(PROBLEM DESCRIPTION):
Although the data below holds other lines too, output only those from the line with "pixel 50 595" up to and including the line with "pixel 1047 45", exactly as they appear.

--- EXCERPTED RECORDS ---

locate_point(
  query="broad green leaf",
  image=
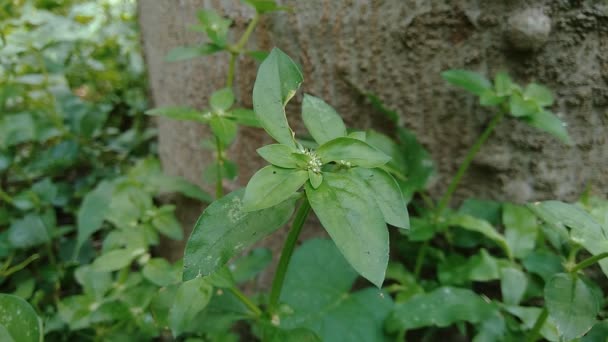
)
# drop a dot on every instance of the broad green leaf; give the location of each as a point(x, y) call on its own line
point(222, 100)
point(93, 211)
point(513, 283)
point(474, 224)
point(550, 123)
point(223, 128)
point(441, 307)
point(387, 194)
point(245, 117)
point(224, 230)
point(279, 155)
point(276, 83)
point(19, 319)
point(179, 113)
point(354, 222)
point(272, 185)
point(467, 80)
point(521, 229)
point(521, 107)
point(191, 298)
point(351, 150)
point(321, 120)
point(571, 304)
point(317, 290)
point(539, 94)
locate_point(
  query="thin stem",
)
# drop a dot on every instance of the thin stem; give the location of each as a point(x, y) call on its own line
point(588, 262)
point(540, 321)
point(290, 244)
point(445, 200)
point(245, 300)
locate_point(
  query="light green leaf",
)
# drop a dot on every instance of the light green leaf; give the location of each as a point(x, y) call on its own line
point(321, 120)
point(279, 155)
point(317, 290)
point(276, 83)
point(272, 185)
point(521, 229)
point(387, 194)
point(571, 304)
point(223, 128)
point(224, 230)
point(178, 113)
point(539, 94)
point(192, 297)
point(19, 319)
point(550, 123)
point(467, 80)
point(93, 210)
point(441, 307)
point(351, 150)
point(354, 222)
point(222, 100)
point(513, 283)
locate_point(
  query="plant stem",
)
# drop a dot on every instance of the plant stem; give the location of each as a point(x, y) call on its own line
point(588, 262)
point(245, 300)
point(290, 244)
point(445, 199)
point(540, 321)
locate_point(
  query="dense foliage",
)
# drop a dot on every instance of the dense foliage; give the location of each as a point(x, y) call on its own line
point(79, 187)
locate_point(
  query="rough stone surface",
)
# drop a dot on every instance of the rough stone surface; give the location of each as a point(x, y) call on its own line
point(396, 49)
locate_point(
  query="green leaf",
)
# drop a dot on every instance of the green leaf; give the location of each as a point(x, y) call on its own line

---
--- EXCERPTED RECORDS ---

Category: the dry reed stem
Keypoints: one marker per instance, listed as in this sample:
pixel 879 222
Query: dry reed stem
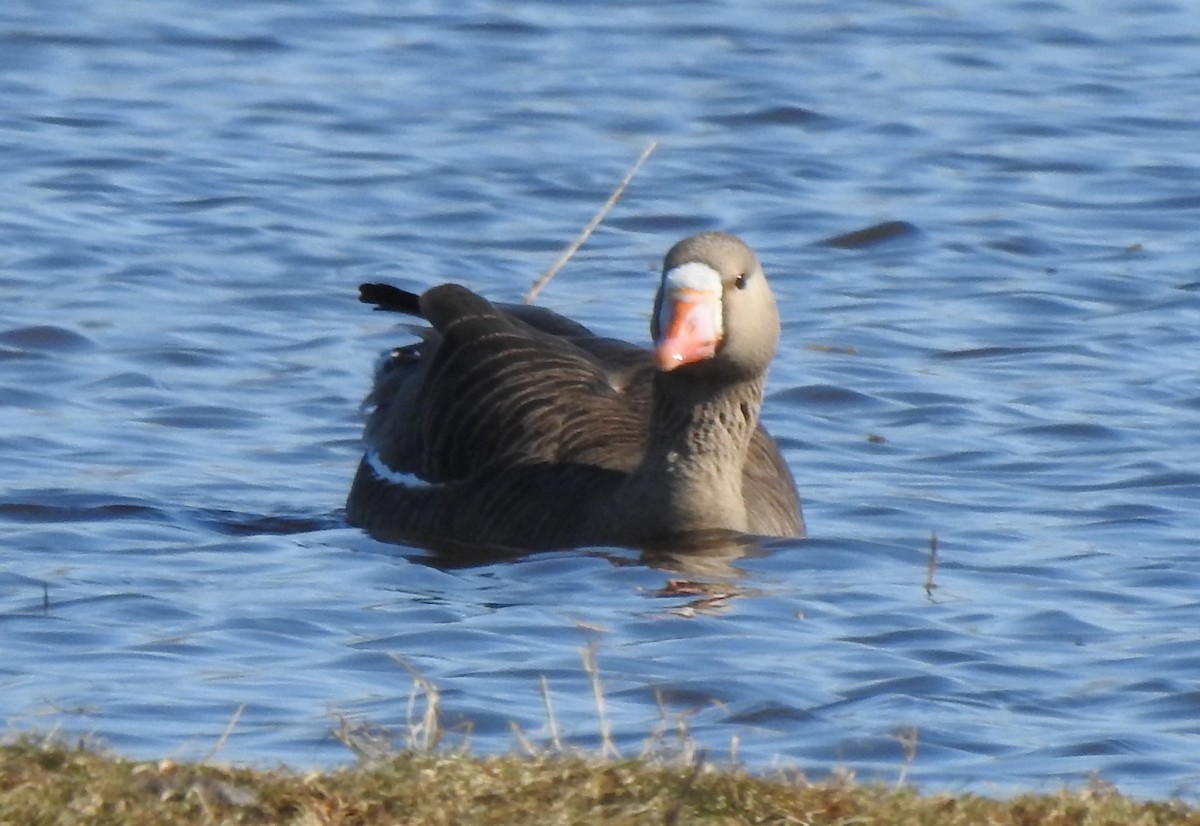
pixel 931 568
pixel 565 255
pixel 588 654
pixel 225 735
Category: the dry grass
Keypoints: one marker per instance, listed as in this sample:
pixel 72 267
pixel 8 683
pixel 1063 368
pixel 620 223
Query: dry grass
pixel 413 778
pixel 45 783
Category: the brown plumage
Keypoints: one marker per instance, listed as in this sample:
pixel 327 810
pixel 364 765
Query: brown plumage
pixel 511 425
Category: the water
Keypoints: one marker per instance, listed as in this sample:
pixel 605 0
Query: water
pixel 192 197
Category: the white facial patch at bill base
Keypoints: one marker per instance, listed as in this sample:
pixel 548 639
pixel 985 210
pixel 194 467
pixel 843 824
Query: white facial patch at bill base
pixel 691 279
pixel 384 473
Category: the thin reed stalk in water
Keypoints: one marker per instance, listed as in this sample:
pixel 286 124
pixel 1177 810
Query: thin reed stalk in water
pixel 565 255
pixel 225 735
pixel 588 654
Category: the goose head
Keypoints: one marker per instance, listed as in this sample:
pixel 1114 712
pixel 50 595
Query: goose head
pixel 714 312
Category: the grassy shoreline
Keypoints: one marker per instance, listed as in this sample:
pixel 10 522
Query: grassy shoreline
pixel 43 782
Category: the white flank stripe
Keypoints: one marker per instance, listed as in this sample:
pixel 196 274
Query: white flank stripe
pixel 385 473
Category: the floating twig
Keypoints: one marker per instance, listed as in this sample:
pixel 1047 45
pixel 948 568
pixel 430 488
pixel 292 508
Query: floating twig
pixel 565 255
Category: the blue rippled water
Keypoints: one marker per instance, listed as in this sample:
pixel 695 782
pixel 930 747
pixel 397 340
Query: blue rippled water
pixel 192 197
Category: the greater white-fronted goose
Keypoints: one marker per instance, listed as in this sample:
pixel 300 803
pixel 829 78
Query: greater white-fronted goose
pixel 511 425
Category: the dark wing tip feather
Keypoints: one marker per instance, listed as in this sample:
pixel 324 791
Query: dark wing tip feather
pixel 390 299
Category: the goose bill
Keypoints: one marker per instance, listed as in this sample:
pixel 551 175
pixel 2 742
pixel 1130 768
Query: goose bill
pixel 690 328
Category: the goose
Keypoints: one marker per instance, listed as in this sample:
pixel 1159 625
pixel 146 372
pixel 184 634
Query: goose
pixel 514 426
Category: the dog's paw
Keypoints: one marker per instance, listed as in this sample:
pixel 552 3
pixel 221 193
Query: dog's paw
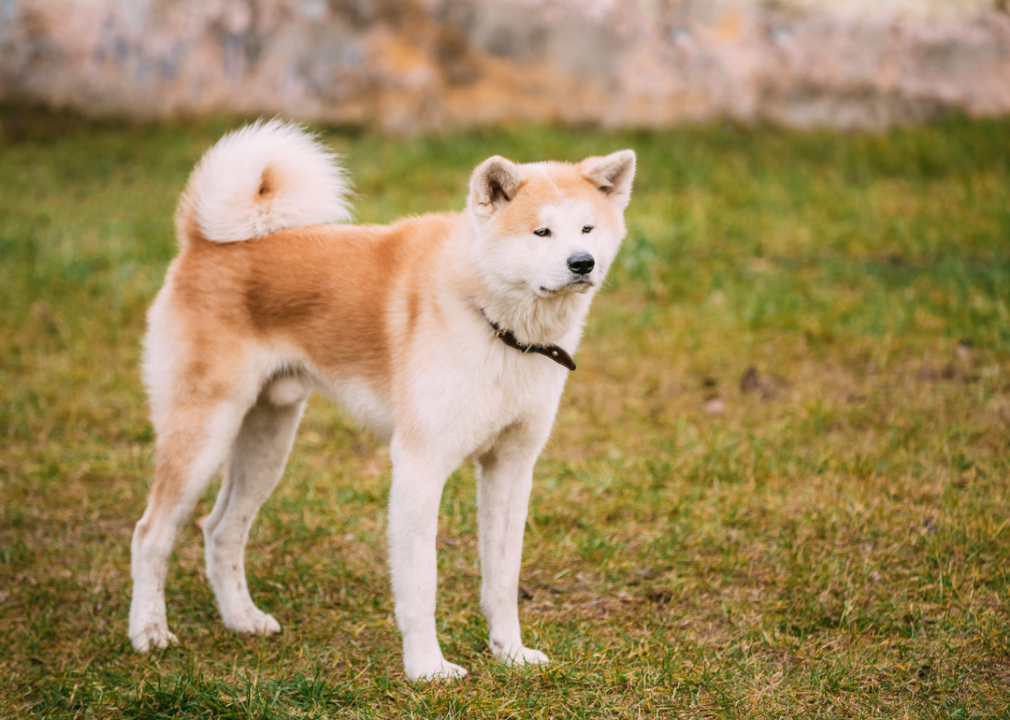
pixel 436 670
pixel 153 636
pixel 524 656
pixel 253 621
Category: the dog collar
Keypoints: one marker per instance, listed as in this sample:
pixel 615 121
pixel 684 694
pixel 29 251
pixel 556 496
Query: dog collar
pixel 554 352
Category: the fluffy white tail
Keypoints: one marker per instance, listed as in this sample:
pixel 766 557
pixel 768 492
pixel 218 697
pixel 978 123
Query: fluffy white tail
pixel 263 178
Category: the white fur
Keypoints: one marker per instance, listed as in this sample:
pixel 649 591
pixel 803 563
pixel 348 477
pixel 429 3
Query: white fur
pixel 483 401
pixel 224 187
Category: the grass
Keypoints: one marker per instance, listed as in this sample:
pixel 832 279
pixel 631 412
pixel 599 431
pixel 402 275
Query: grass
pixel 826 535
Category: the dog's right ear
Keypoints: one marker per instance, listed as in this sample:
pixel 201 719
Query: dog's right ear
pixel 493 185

---

(SOLUTION TO THIS TASK):
pixel 50 595
Query: goose head
pixel 714 312
Category: the grassy shoreline
Keypoints: one marker per instance, listed as in this sample:
pixel 10 522
Query: grassy shoreline
pixel 43 782
Category: the white flank stripe
Keypoints: one marker per instance, listed as in this sample:
pixel 196 274
Query: white flank stripe
pixel 385 473
Category: the floating twig
Keypoints: one marker per instance, listed as in this sample:
pixel 1047 45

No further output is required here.